Write the entries below out again without a single difference.

DATA RECORDS START

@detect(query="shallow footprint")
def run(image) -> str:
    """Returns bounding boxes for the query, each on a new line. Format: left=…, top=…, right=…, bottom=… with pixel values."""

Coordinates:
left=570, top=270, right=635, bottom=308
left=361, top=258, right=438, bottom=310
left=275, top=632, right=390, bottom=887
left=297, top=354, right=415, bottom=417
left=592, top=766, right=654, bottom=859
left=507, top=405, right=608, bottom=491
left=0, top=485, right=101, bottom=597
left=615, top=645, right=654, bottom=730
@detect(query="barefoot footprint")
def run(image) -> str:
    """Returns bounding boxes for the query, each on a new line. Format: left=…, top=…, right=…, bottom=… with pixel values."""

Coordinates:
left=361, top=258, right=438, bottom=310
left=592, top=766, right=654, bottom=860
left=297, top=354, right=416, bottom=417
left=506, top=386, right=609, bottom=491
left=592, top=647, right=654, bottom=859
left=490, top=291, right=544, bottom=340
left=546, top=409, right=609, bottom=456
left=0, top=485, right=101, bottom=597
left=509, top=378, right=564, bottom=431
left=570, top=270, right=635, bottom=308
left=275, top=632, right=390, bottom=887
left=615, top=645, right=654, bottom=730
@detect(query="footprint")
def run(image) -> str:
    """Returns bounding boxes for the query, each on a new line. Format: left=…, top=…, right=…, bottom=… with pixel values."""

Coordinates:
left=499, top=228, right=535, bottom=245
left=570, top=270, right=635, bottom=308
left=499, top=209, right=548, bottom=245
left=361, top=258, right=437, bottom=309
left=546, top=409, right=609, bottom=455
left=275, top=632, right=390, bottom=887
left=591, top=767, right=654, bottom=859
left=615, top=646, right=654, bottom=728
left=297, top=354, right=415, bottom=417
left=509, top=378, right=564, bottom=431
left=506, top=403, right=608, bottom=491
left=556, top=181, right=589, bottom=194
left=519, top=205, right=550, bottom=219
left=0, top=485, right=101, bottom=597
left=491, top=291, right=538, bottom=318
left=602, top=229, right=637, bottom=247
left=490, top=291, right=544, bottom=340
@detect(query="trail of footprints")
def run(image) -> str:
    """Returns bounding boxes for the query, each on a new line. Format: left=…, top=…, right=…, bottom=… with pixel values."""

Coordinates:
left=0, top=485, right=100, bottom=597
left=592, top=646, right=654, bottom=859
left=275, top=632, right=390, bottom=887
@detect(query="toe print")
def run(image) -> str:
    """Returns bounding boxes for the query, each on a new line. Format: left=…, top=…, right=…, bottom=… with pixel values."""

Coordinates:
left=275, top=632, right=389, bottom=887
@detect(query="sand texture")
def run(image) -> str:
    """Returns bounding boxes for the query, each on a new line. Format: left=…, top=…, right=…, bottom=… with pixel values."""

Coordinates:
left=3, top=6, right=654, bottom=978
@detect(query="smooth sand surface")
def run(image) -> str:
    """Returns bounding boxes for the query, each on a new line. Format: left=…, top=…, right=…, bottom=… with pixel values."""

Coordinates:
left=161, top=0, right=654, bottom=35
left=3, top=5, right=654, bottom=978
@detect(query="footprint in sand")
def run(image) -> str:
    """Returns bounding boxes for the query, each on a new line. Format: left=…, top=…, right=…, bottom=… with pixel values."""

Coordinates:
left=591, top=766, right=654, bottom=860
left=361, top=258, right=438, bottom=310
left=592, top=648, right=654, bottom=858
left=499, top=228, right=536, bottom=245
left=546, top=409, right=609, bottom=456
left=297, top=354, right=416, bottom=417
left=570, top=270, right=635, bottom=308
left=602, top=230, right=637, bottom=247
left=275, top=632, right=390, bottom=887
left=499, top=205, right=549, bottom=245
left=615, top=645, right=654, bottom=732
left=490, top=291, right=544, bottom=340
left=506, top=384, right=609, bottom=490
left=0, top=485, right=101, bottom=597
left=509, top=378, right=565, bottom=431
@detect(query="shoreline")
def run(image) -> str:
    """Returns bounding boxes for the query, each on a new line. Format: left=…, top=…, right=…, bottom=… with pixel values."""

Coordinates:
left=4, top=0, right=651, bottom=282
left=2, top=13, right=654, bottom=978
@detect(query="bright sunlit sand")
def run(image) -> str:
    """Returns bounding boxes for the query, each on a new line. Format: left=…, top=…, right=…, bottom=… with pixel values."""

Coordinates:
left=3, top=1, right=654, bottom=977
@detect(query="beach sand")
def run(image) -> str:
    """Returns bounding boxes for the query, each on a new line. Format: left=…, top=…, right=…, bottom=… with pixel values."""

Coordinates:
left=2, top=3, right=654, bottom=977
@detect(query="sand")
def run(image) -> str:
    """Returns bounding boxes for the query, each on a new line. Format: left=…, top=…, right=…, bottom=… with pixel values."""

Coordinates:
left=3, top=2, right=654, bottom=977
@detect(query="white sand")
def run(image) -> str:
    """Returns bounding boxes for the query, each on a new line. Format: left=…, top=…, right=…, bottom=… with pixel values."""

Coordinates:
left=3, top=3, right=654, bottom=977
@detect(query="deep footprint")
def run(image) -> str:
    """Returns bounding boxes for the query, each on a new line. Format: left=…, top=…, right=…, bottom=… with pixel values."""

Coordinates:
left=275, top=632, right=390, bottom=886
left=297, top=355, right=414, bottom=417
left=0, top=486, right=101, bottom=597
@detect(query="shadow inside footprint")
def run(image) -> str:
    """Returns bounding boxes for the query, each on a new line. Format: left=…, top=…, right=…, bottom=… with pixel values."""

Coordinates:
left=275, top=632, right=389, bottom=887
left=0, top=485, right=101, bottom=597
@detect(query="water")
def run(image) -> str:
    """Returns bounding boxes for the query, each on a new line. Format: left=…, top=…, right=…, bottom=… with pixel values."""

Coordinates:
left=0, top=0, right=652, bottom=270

DATA RECORDS END

• [SOLUTION FOR THIS TASK]:
@detect(query="shallow footprint")
def run(image) -> str:
    """Returns bounding boxes for the query, each on a new line. Format: left=…, top=…, right=…, bottom=… with pixel values."""

Coordinates:
left=570, top=270, right=635, bottom=308
left=361, top=258, right=438, bottom=310
left=275, top=632, right=390, bottom=887
left=297, top=354, right=415, bottom=417
left=592, top=766, right=654, bottom=859
left=507, top=405, right=608, bottom=491
left=0, top=485, right=101, bottom=597
left=615, top=645, right=654, bottom=730
@detect(query="barefoot footprint")
def run(image) -> str:
    """Returns bounding boxes for the query, each on a new line. Format: left=…, top=…, right=…, bottom=… with pixel values."""

Coordinates:
left=361, top=258, right=438, bottom=310
left=592, top=766, right=654, bottom=860
left=297, top=354, right=416, bottom=417
left=506, top=386, right=609, bottom=491
left=592, top=647, right=654, bottom=859
left=490, top=291, right=544, bottom=340
left=546, top=409, right=609, bottom=456
left=0, top=485, right=101, bottom=597
left=509, top=378, right=564, bottom=431
left=570, top=270, right=635, bottom=308
left=275, top=632, right=390, bottom=887
left=615, top=645, right=654, bottom=730
@detect(query="footprint")
def run(image) -> str:
    """Returns bounding boxes for the query, each on a new line. Format: left=…, top=…, right=…, bottom=… with pixel values."""

Coordinates:
left=499, top=228, right=535, bottom=245
left=570, top=270, right=635, bottom=308
left=499, top=209, right=548, bottom=245
left=361, top=258, right=437, bottom=309
left=546, top=409, right=609, bottom=455
left=275, top=632, right=390, bottom=887
left=591, top=767, right=654, bottom=859
left=615, top=646, right=654, bottom=728
left=297, top=354, right=415, bottom=417
left=509, top=378, right=564, bottom=431
left=506, top=403, right=608, bottom=491
left=556, top=181, right=589, bottom=194
left=519, top=205, right=550, bottom=219
left=0, top=485, right=101, bottom=597
left=491, top=291, right=538, bottom=318
left=602, top=229, right=637, bottom=247
left=490, top=291, right=544, bottom=340
@detect(query="trail of footprints")
def run(image) -> str:
    """Returns bounding boxes for the query, each on a new line. Format: left=…, top=…, right=…, bottom=… with pixel values."""

Coordinates:
left=0, top=485, right=100, bottom=597
left=592, top=646, right=654, bottom=859
left=275, top=632, right=390, bottom=887
@detect(query="toe print")
def run(image) -> str:
    """Returns bounding boxes for the query, each on a new line. Format: left=…, top=…, right=…, bottom=… with pixel values."""

Coordinates:
left=275, top=632, right=389, bottom=887
@detect(query="sand texture")
def run(image) -> str:
    """Returns bounding boxes for the query, each on a new line. Format: left=…, top=…, right=…, bottom=… with pixel values."""

Coordinates:
left=3, top=6, right=654, bottom=978
@detect(query="smooth sand surface")
def run(image) -> str:
    """Returns bounding boxes for the query, each on a new line. Format: left=…, top=…, right=…, bottom=… with pixel values."""

Coordinates:
left=161, top=0, right=654, bottom=35
left=3, top=5, right=654, bottom=978
@detect(query="footprint in sand")
def run(image) -> str:
    """Returns bounding boxes for the query, each on a new line. Format: left=…, top=…, right=…, bottom=… with pixel values."""

Coordinates:
left=591, top=766, right=654, bottom=860
left=361, top=258, right=438, bottom=310
left=592, top=648, right=654, bottom=858
left=499, top=228, right=536, bottom=245
left=546, top=409, right=609, bottom=456
left=297, top=354, right=416, bottom=417
left=570, top=270, right=635, bottom=308
left=602, top=230, right=637, bottom=247
left=275, top=632, right=390, bottom=887
left=499, top=205, right=549, bottom=245
left=615, top=645, right=654, bottom=732
left=490, top=291, right=544, bottom=340
left=506, top=384, right=609, bottom=490
left=0, top=485, right=101, bottom=597
left=509, top=378, right=565, bottom=431
@detect(query="shoreline")
def run(image) -> str:
    """Returns bounding boxes for the query, each on a new line. Format: left=…, top=…, right=…, bottom=… with pixel values."""

Coordinates:
left=4, top=0, right=651, bottom=282
left=2, top=13, right=654, bottom=978
@detect(query="bright sunlit sand")
def run(image) -> str:
    """Returns bounding boxes for the query, each on a new line. Format: left=…, top=…, right=…, bottom=… with pixel values."""

Coordinates:
left=3, top=1, right=654, bottom=977
@detect(query="beach sand")
def run(image) -> str:
    """Returns bounding boxes for the query, each on a new line. Format: left=…, top=…, right=…, bottom=… with pixel values."""

Coordinates:
left=2, top=3, right=654, bottom=977
@detect(query="sand")
def run(image) -> str:
    """Returns bounding boxes for the query, each on a new line. Format: left=…, top=…, right=…, bottom=… with pixel values."""

Coordinates:
left=3, top=2, right=654, bottom=977
@detect(query="white sand")
def run(image) -> str:
    """Returns bounding boxes for the query, each on a new line. Format: left=…, top=…, right=…, bottom=… with pixel values."""

Coordinates:
left=3, top=3, right=654, bottom=977
@detect(query="deep footprint")
def run(image) -> str:
    """Returns bounding boxes for the query, each on a new line. Format: left=…, top=…, right=…, bottom=… with pixel values."""

Coordinates:
left=275, top=632, right=390, bottom=886
left=297, top=355, right=414, bottom=417
left=0, top=486, right=101, bottom=597
@detect(query="shadow inside footprint")
def run(image) -> str:
    """Returns bounding boxes for the query, each on a new line. Format: left=…, top=…, right=…, bottom=… with pixel values."""

Coordinates:
left=275, top=632, right=389, bottom=887
left=0, top=485, right=101, bottom=597
@detect(query="water")
def run(image) -> str:
    """Returns bounding boxes for the query, each on a new line. Format: left=…, top=…, right=…, bottom=… with pixel values."""

Coordinates:
left=0, top=0, right=652, bottom=270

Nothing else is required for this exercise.